*Task goal*:
Turn the stretch of lines from the one containing "Task: locate the nose, a" through the one containing "<point>336,330</point>" into a numbered list, leaving out any blank lines.

>> start Material provided

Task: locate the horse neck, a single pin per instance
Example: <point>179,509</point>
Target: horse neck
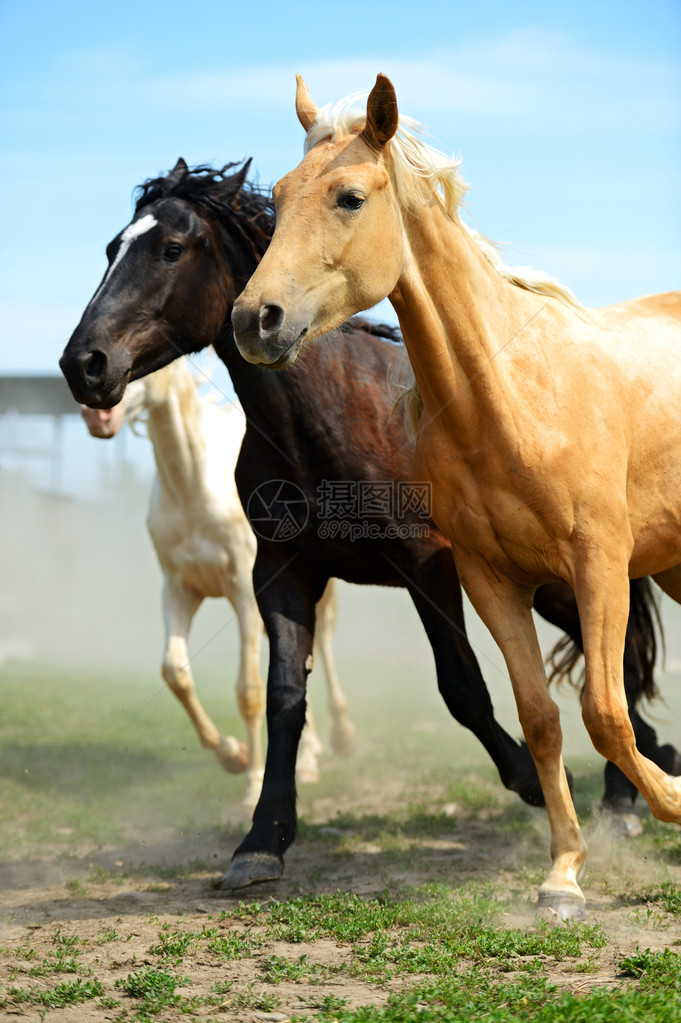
<point>176,432</point>
<point>457,315</point>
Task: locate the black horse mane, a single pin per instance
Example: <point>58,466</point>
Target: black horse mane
<point>243,209</point>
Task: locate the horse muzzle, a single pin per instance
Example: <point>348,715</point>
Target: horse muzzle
<point>93,379</point>
<point>267,336</point>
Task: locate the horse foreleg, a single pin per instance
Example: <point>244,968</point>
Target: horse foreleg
<point>436,590</point>
<point>180,606</point>
<point>309,751</point>
<point>287,606</point>
<point>250,687</point>
<point>505,609</point>
<point>344,736</point>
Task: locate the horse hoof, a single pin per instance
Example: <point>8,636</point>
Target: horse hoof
<point>252,869</point>
<point>557,906</point>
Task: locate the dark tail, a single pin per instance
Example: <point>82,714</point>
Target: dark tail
<point>644,627</point>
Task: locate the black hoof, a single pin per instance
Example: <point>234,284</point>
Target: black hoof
<point>252,869</point>
<point>560,905</point>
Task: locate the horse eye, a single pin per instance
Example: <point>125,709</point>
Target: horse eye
<point>351,201</point>
<point>172,252</point>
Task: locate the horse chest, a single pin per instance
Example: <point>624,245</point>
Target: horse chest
<point>497,509</point>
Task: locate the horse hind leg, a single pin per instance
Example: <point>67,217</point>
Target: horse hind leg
<point>309,751</point>
<point>344,735</point>
<point>506,610</point>
<point>180,606</point>
<point>604,613</point>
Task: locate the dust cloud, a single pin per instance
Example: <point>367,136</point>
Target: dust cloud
<point>81,587</point>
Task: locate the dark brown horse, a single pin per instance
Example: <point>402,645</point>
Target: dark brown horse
<point>326,491</point>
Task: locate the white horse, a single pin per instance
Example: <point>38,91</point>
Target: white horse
<point>206,547</point>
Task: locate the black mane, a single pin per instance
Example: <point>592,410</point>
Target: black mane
<point>243,209</point>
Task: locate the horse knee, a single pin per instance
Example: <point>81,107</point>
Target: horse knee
<point>609,729</point>
<point>251,700</point>
<point>542,729</point>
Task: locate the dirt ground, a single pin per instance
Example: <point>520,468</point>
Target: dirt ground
<point>109,890</point>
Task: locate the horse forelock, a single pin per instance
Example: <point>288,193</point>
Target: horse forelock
<point>420,172</point>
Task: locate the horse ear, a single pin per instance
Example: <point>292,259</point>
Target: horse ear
<point>178,172</point>
<point>381,114</point>
<point>306,107</point>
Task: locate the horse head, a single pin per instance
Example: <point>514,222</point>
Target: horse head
<point>166,292</point>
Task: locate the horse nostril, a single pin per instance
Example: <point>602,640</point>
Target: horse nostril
<point>93,366</point>
<point>271,319</point>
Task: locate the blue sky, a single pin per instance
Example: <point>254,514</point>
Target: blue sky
<point>568,120</point>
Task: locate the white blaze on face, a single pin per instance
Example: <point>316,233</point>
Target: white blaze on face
<point>132,231</point>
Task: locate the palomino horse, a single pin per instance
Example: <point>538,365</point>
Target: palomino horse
<point>194,240</point>
<point>207,548</point>
<point>551,434</point>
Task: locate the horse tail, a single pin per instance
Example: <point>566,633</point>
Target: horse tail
<point>644,619</point>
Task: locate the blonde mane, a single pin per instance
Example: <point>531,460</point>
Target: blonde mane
<point>420,173</point>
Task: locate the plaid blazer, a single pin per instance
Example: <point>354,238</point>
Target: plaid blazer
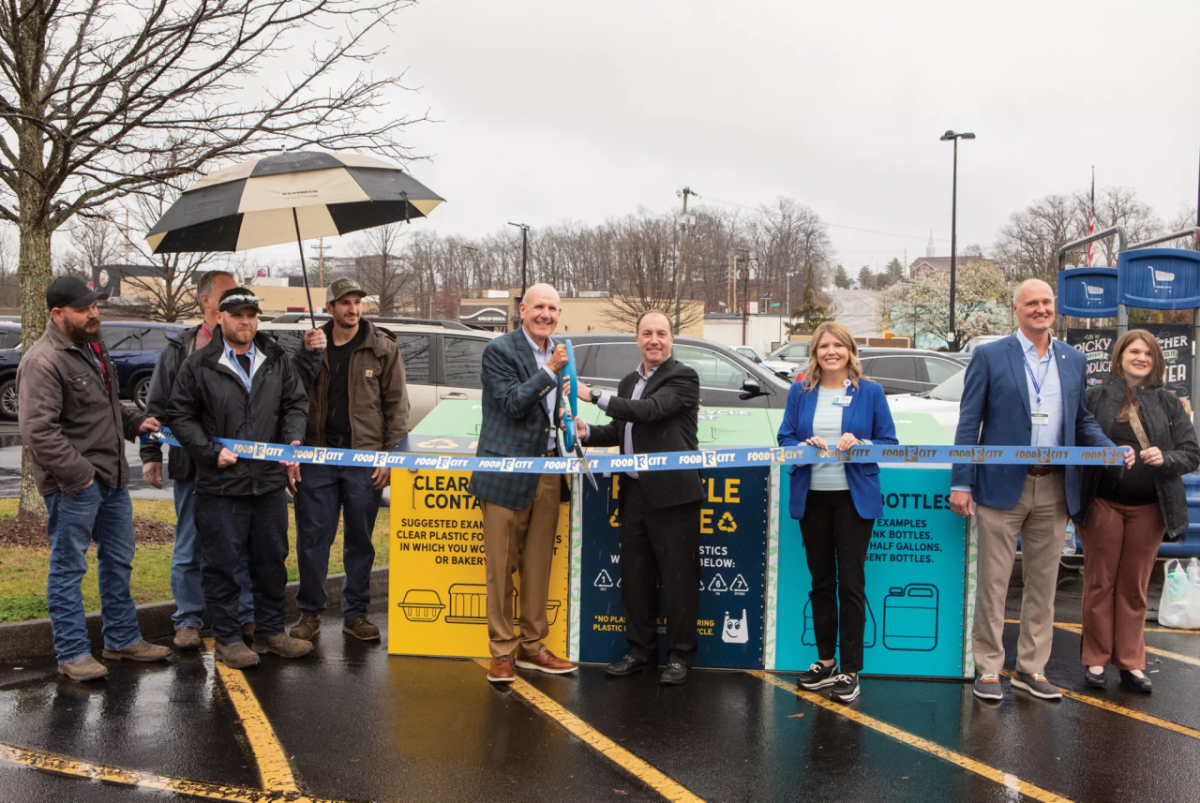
<point>515,423</point>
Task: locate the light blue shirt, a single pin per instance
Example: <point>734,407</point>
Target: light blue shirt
<point>1048,396</point>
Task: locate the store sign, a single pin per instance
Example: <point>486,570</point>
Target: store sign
<point>732,571</point>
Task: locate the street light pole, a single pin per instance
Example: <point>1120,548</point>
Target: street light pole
<point>952,337</point>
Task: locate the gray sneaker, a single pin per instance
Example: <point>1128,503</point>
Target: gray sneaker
<point>1037,685</point>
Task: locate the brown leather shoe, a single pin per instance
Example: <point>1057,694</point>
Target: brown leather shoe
<point>83,669</point>
<point>282,645</point>
<point>142,651</point>
<point>547,661</point>
<point>237,655</point>
<point>306,628</point>
<point>361,628</point>
<point>502,670</point>
<point>187,639</point>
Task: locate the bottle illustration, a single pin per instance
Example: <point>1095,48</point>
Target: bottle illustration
<point>910,617</point>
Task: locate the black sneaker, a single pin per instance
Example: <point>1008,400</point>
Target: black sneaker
<point>845,688</point>
<point>817,677</point>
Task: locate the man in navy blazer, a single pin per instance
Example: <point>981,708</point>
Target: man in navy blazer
<point>1021,390</point>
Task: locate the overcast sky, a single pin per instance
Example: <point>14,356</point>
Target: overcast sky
<point>555,111</point>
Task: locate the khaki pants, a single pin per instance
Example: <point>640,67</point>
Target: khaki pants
<point>1041,520</point>
<point>520,540</point>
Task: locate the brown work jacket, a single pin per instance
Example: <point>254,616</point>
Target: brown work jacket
<point>72,424</point>
<point>378,394</point>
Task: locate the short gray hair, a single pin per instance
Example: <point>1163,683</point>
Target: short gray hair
<point>204,287</point>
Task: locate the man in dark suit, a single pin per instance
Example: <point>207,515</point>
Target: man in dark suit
<point>521,394</point>
<point>655,409</point>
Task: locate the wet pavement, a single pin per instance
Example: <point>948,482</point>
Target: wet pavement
<point>352,724</point>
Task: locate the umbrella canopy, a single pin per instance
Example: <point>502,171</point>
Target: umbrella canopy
<point>250,205</point>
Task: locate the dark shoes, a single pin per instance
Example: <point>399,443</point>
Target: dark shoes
<point>676,673</point>
<point>627,665</point>
<point>817,677</point>
<point>360,628</point>
<point>306,628</point>
<point>845,688</point>
<point>1131,681</point>
<point>84,669</point>
<point>141,651</point>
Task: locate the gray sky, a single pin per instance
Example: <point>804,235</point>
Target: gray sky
<point>559,111</point>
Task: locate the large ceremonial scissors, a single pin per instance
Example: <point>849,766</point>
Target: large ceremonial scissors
<point>571,408</point>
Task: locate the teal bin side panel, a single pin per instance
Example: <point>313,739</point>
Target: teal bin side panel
<point>916,580</point>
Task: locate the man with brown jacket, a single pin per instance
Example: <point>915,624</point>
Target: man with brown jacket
<point>357,401</point>
<point>73,425</point>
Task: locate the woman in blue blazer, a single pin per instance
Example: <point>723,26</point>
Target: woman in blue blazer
<point>837,503</point>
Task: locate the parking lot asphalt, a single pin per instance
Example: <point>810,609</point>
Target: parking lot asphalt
<point>349,723</point>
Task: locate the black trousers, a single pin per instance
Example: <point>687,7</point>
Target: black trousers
<point>835,540</point>
<point>229,527</point>
<point>659,545</point>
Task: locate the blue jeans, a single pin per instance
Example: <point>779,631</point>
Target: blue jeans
<point>185,567</point>
<point>95,514</point>
<point>325,492</point>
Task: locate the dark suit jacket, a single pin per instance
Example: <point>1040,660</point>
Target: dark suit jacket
<point>515,421</point>
<point>664,419</point>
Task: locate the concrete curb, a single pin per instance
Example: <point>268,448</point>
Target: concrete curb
<point>34,639</point>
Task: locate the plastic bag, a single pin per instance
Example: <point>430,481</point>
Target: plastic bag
<point>1180,605</point>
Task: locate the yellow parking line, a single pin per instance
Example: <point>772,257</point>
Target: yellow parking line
<point>1005,779</point>
<point>64,766</point>
<point>606,747</point>
<point>273,762</point>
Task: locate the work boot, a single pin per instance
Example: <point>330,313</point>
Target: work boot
<point>187,639</point>
<point>360,628</point>
<point>83,669</point>
<point>282,645</point>
<point>141,651</point>
<point>306,628</point>
<point>237,655</point>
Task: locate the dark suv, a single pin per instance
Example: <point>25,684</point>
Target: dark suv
<point>726,378</point>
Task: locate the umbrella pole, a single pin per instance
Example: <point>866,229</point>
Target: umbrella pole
<point>304,270</point>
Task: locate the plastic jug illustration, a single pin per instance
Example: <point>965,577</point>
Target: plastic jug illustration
<point>910,617</point>
<point>809,637</point>
<point>736,631</point>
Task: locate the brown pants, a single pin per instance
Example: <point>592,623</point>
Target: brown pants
<point>520,540</point>
<point>1120,546</point>
<point>1041,520</point>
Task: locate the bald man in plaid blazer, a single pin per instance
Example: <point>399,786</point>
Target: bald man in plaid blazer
<point>521,399</point>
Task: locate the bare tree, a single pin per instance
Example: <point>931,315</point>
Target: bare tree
<point>94,93</point>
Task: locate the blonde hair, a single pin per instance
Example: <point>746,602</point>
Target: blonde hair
<point>814,372</point>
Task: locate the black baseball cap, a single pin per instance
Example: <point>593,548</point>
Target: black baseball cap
<point>71,292</point>
<point>238,298</point>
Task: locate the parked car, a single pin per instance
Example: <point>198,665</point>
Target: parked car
<point>790,371</point>
<point>726,378</point>
<point>909,370</point>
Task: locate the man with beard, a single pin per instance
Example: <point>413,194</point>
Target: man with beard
<point>73,423</point>
<point>358,401</point>
<point>244,387</point>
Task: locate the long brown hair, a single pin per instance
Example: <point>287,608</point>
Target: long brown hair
<point>1157,367</point>
<point>814,372</point>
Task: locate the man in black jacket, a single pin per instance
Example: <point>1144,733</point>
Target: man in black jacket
<point>244,387</point>
<point>655,409</point>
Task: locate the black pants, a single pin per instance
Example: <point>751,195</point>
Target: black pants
<point>835,540</point>
<point>324,493</point>
<point>232,526</point>
<point>659,545</point>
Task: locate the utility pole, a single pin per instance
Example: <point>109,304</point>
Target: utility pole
<point>684,222</point>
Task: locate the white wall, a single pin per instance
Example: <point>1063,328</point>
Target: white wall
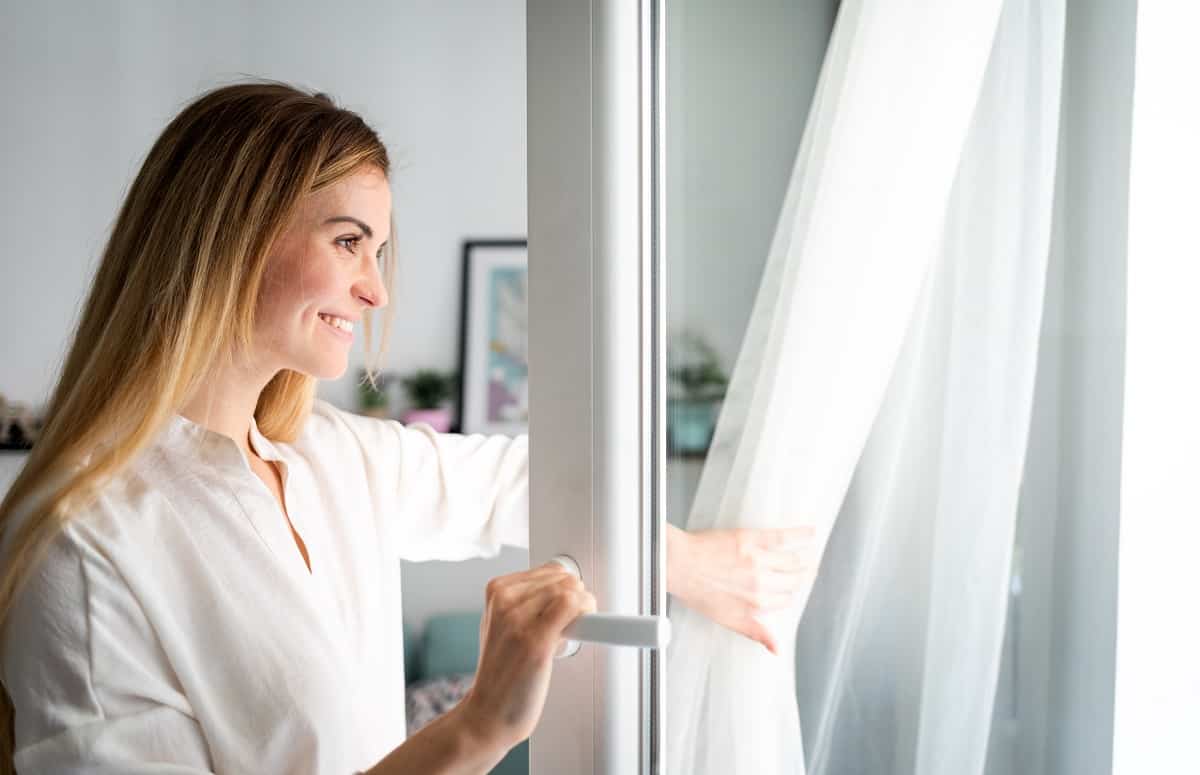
<point>739,83</point>
<point>87,88</point>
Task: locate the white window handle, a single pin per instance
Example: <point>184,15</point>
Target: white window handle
<point>612,629</point>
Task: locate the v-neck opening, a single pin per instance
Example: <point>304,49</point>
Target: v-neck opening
<point>265,451</point>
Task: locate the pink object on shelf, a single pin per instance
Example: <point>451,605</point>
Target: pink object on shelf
<point>438,419</point>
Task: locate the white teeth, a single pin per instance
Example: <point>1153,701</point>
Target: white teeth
<point>337,323</point>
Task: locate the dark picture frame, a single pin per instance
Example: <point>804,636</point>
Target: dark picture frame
<point>493,367</point>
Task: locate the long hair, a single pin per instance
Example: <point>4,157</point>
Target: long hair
<point>174,295</point>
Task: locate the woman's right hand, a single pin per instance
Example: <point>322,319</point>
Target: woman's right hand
<point>520,634</point>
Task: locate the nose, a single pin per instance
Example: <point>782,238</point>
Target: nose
<point>371,289</point>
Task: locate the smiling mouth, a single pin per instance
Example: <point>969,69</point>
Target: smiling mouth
<point>336,330</point>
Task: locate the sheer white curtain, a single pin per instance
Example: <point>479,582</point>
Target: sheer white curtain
<point>894,332</point>
<point>1157,694</point>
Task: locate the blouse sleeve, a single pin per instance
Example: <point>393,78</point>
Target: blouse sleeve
<point>91,690</point>
<point>441,496</point>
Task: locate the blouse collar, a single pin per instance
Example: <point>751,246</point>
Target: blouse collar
<point>196,438</point>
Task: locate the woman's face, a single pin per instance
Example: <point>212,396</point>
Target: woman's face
<point>325,263</point>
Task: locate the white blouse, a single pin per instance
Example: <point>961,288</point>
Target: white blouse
<point>174,626</point>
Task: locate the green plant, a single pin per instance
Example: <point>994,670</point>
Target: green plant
<point>429,389</point>
<point>697,370</point>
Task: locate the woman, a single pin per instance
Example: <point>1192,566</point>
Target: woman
<point>199,558</point>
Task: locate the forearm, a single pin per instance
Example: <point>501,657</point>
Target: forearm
<point>677,560</point>
<point>448,745</point>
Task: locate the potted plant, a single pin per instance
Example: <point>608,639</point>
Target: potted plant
<point>427,392</point>
<point>700,384</point>
<point>373,397</point>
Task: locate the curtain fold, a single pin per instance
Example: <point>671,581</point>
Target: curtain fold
<point>885,385</point>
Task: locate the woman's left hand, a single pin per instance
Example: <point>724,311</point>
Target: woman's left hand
<point>733,575</point>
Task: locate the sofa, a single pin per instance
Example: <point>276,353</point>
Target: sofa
<point>439,666</point>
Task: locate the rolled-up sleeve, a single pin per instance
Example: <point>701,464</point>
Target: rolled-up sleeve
<point>90,688</point>
<point>443,496</point>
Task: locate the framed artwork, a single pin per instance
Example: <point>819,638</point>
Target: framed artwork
<point>493,348</point>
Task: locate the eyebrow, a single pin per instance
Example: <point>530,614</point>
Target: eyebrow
<point>346,218</point>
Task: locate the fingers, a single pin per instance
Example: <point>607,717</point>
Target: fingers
<point>541,601</point>
<point>789,550</point>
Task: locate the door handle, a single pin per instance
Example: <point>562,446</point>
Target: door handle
<point>612,629</point>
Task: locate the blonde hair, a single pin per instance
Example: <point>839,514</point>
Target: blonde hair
<point>175,290</point>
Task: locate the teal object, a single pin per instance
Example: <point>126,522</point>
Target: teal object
<point>450,647</point>
<point>690,425</point>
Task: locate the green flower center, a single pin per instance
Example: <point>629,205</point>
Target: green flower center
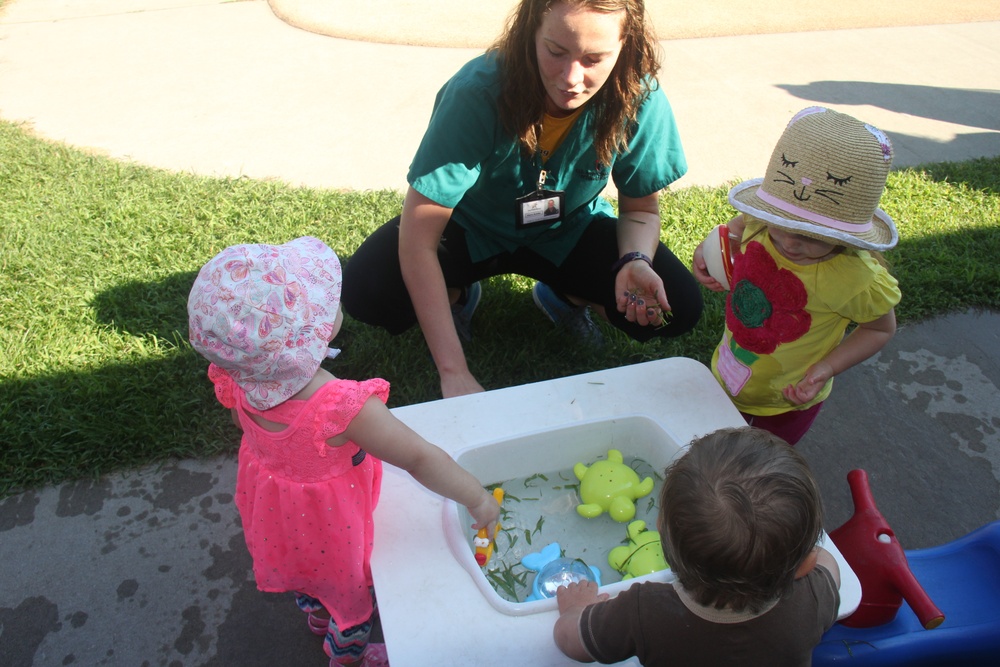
<point>750,304</point>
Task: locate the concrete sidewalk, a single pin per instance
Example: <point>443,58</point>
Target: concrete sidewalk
<point>150,567</point>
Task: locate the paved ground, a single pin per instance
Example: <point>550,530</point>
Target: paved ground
<point>149,568</point>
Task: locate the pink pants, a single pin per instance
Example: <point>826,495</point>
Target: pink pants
<point>789,426</point>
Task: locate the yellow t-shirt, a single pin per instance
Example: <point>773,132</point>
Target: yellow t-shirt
<point>554,130</point>
<point>782,317</point>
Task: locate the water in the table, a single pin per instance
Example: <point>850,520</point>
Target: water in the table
<point>540,509</point>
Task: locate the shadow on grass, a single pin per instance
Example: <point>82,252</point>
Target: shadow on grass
<point>156,308</point>
<point>83,424</point>
<point>73,425</point>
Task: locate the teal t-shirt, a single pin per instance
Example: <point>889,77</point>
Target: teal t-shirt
<point>468,162</point>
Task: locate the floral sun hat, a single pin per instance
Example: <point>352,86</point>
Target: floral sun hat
<point>824,180</point>
<point>265,314</point>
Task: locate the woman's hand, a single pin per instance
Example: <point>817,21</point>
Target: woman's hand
<point>641,295</point>
<point>639,290</point>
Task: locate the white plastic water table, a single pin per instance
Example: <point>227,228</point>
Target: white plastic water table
<point>433,611</point>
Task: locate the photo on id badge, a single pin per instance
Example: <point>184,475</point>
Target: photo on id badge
<point>544,209</point>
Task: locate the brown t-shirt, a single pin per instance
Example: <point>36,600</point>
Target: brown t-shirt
<point>652,622</point>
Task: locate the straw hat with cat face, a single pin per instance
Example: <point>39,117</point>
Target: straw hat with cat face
<point>824,180</point>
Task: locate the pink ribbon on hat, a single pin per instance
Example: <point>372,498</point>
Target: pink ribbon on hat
<point>833,223</point>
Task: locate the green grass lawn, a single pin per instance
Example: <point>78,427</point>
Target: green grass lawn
<point>97,257</point>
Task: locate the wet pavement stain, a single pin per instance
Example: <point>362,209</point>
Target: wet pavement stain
<point>83,497</point>
<point>18,510</point>
<point>25,627</point>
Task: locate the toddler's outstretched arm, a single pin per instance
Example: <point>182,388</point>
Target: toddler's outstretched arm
<point>862,343</point>
<point>698,266</point>
<point>377,431</point>
<point>573,599</point>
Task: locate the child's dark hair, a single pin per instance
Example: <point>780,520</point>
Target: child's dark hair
<point>740,512</point>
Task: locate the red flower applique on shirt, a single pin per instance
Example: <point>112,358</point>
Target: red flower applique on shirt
<point>766,305</point>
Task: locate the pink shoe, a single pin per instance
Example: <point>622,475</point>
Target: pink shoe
<point>318,625</point>
<point>375,655</point>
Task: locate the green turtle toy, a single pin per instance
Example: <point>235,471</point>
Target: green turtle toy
<point>642,555</point>
<point>610,486</point>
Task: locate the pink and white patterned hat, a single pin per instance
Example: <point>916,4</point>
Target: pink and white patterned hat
<point>265,314</point>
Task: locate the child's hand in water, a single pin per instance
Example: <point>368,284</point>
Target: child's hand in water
<point>485,513</point>
<point>577,595</point>
<point>809,386</point>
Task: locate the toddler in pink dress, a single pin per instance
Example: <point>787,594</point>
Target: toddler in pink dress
<point>310,460</point>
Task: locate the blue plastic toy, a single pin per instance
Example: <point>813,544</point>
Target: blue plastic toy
<point>554,571</point>
<point>962,578</point>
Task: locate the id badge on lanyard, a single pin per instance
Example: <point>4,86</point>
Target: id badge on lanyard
<point>541,207</point>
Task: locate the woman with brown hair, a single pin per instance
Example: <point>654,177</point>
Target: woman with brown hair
<point>564,100</point>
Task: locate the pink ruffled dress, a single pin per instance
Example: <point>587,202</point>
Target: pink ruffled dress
<point>307,507</point>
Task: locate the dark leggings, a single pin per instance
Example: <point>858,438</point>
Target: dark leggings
<point>374,291</point>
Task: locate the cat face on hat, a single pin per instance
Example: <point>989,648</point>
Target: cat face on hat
<point>824,179</point>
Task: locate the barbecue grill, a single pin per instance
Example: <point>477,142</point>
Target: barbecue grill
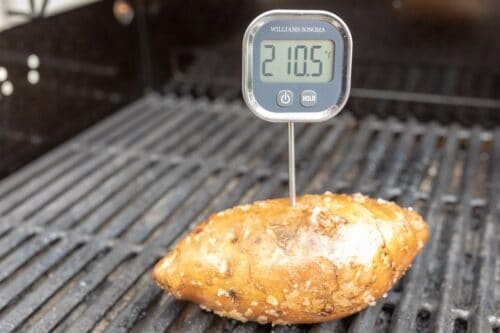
<point>82,226</point>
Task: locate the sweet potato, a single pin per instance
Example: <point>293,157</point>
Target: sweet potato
<point>329,257</point>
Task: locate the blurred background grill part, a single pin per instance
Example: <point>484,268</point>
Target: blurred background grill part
<point>82,225</point>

>> end Material provided

*Task solution*:
1. Task: locate the nose, a single pin per instance
2. Example: <point>782,238</point>
3. Target: nose
4. <point>371,289</point>
5. Task: locate the smiling mouth, a single pin per instance
6. Example: <point>969,69</point>
7. Target: smiling mouth
8. <point>336,330</point>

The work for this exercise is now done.